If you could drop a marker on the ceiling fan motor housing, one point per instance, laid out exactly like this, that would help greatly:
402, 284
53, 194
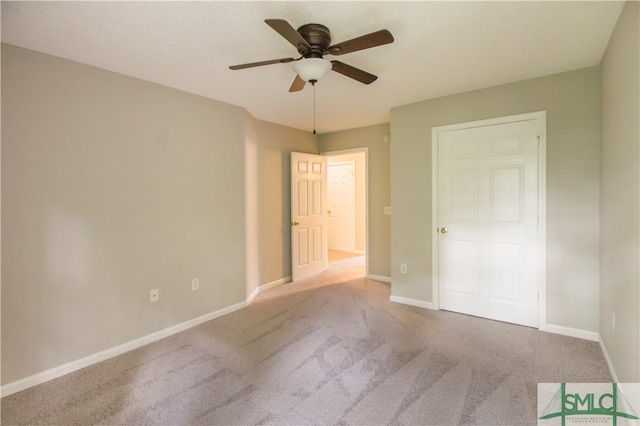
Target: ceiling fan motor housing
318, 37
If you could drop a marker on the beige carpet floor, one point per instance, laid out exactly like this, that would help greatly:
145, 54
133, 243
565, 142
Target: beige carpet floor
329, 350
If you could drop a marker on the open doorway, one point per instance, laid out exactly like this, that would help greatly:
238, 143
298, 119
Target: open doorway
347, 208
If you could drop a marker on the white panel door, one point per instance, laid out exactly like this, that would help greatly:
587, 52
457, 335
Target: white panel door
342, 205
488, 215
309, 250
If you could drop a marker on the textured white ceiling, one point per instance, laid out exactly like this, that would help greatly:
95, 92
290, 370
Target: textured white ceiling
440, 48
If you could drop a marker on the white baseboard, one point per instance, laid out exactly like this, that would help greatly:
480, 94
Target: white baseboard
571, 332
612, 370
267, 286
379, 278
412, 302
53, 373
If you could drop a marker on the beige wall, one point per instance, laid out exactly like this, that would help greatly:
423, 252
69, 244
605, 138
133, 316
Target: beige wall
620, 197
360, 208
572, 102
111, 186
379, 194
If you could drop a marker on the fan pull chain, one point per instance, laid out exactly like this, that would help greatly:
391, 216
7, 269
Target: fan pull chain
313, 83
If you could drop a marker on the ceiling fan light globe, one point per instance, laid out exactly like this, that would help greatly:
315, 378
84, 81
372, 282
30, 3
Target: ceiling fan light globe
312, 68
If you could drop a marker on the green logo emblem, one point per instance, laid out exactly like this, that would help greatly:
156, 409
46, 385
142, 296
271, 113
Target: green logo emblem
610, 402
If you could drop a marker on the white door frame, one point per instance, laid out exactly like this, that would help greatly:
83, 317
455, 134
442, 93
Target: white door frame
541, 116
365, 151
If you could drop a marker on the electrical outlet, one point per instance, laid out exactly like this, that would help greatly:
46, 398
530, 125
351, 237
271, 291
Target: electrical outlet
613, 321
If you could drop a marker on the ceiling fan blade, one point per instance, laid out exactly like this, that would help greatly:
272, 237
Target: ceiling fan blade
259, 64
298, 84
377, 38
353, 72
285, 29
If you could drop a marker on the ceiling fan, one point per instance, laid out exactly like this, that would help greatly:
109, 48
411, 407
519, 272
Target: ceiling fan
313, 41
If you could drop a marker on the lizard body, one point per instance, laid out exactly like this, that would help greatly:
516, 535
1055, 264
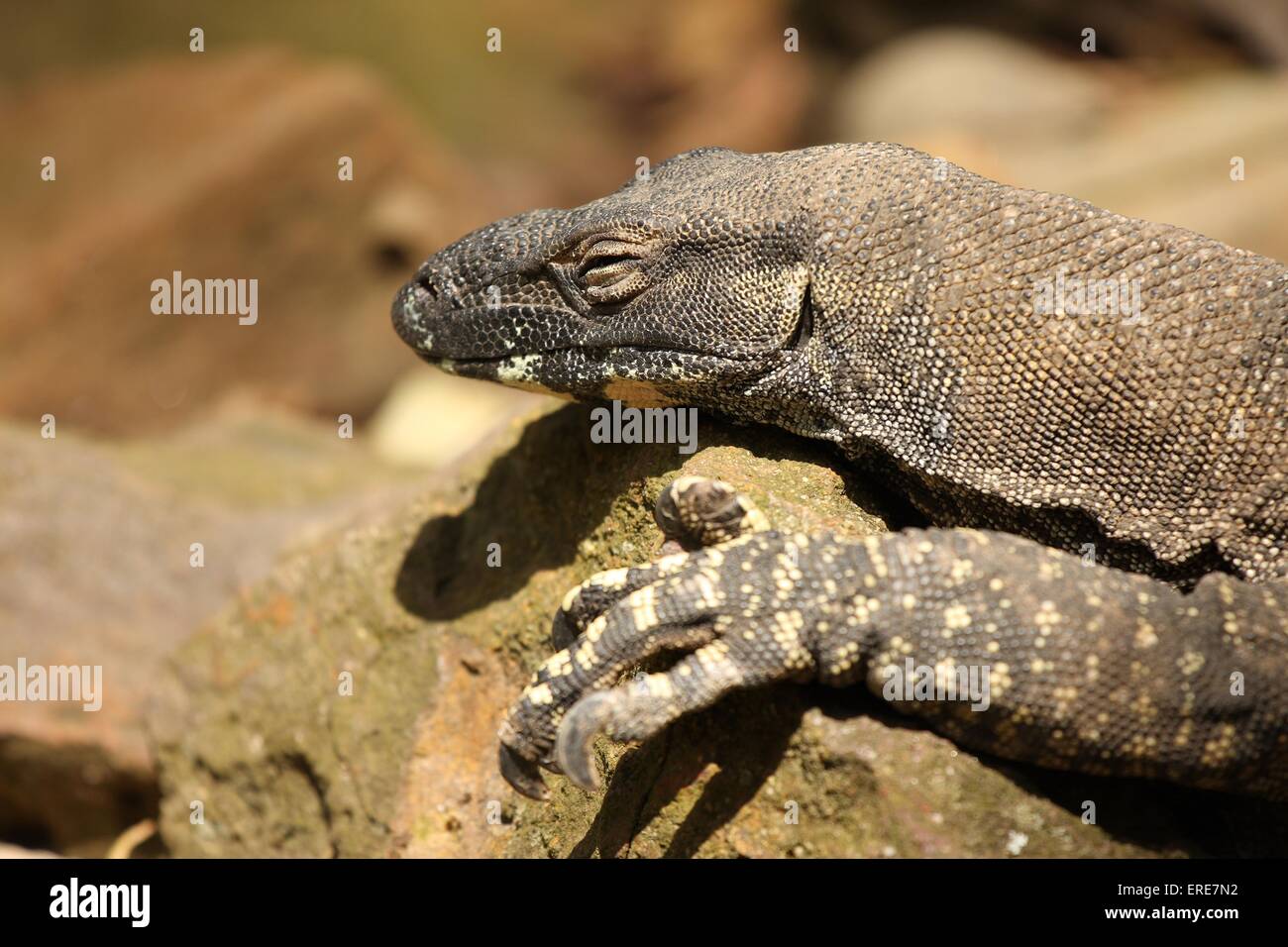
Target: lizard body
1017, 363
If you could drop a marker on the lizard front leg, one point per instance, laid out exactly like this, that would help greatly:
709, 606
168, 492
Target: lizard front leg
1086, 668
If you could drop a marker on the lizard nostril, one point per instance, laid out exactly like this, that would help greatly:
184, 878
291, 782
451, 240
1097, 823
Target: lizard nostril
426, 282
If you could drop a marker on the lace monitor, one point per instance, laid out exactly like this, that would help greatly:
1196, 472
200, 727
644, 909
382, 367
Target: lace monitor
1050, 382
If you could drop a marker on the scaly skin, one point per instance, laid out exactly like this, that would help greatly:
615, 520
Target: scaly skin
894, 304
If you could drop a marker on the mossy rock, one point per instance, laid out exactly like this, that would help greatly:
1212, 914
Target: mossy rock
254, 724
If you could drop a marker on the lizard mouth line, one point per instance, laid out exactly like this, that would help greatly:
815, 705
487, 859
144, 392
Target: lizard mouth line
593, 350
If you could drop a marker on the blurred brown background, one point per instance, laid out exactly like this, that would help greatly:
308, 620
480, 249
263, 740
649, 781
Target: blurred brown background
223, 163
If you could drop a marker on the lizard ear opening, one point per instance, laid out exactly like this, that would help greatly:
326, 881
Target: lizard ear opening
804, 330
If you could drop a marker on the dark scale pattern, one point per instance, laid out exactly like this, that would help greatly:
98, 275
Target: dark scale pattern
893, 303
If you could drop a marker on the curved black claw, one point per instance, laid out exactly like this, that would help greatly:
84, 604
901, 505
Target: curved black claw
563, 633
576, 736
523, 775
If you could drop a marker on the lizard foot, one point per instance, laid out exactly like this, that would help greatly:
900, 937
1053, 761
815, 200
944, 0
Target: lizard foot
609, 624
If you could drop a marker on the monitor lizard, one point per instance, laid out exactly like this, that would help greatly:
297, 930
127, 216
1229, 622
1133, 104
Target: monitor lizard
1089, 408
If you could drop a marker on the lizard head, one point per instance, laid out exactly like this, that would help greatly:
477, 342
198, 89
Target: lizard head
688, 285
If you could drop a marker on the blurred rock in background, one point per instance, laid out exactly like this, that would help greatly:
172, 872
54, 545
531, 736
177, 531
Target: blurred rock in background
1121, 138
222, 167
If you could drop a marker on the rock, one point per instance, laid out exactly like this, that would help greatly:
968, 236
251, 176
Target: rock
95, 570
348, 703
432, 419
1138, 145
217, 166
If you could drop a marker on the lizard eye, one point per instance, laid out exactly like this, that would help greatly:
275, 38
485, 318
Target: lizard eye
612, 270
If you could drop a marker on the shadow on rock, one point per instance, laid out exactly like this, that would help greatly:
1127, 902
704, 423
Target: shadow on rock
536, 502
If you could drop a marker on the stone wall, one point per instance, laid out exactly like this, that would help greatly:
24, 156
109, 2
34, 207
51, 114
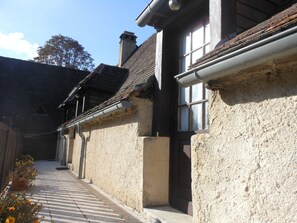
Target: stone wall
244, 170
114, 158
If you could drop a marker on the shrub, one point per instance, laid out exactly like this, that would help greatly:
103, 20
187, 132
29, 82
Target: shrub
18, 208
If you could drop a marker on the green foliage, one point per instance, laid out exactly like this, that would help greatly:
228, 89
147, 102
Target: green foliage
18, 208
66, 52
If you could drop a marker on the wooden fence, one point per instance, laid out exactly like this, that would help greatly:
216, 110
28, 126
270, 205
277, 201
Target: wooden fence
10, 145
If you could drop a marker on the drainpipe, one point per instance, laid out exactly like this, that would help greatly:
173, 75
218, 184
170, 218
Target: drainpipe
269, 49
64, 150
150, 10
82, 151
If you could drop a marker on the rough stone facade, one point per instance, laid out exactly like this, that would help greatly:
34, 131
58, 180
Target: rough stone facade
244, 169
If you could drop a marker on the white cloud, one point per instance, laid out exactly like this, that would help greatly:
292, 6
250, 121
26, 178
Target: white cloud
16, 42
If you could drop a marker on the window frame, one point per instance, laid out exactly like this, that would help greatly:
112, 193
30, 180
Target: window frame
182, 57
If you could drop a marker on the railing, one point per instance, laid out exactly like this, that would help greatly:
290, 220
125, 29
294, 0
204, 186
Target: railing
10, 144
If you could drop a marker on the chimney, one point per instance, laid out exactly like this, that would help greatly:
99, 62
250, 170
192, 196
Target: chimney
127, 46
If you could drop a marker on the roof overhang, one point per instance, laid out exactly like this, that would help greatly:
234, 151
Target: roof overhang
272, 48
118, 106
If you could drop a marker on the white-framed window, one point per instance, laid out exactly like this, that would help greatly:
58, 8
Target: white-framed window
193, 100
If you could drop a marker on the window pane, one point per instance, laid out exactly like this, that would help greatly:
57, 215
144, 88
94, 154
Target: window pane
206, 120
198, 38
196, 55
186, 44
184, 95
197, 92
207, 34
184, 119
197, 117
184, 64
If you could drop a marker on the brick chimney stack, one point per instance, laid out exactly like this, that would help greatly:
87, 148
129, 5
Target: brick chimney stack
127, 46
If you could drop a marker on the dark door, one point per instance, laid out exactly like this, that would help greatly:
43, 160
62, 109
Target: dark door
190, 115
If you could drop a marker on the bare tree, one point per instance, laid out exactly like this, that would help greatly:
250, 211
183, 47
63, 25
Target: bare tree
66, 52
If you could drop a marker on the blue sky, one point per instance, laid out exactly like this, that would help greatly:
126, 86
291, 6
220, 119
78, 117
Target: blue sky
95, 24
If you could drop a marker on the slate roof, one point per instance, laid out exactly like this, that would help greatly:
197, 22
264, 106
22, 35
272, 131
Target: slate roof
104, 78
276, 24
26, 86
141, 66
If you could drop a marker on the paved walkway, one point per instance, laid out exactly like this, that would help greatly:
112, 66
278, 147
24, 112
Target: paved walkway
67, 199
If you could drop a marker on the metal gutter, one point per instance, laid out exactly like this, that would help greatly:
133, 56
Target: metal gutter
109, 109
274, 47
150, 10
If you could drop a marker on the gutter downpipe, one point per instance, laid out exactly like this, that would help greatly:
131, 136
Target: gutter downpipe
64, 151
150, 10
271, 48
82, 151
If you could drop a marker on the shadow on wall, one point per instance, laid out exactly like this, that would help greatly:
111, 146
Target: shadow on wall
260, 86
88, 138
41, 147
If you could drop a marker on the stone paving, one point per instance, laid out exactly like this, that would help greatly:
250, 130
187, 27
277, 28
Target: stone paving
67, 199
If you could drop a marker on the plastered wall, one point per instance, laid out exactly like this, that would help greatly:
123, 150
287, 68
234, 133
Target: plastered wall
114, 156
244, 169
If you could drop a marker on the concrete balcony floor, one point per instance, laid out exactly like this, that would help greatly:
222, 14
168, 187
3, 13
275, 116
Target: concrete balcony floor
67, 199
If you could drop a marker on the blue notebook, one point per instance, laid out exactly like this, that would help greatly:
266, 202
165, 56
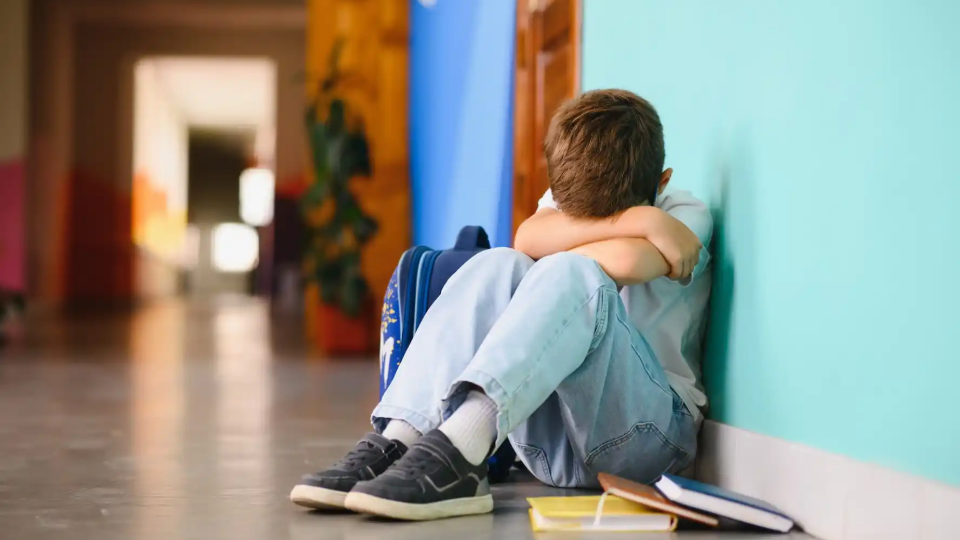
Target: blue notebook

Exercise brief:
Exactly the lines above from the one with "Target: green foliage" to the one with "If you could drop a marker on the drainpipe, one", both included, are to be quoted; leave the rest out.

Exercise result:
Target: green foliage
18, 208
66, 52
If you could drop a marker on the wooden fence, one point per instance, laid out exactly like this, that would help greatly:
216, 110
28, 126
270, 205
277, 201
Target: wooden fence
10, 145
If you could drop a marker on the drainpipe, one point per instance, laid out exactly like this, that would help greatly:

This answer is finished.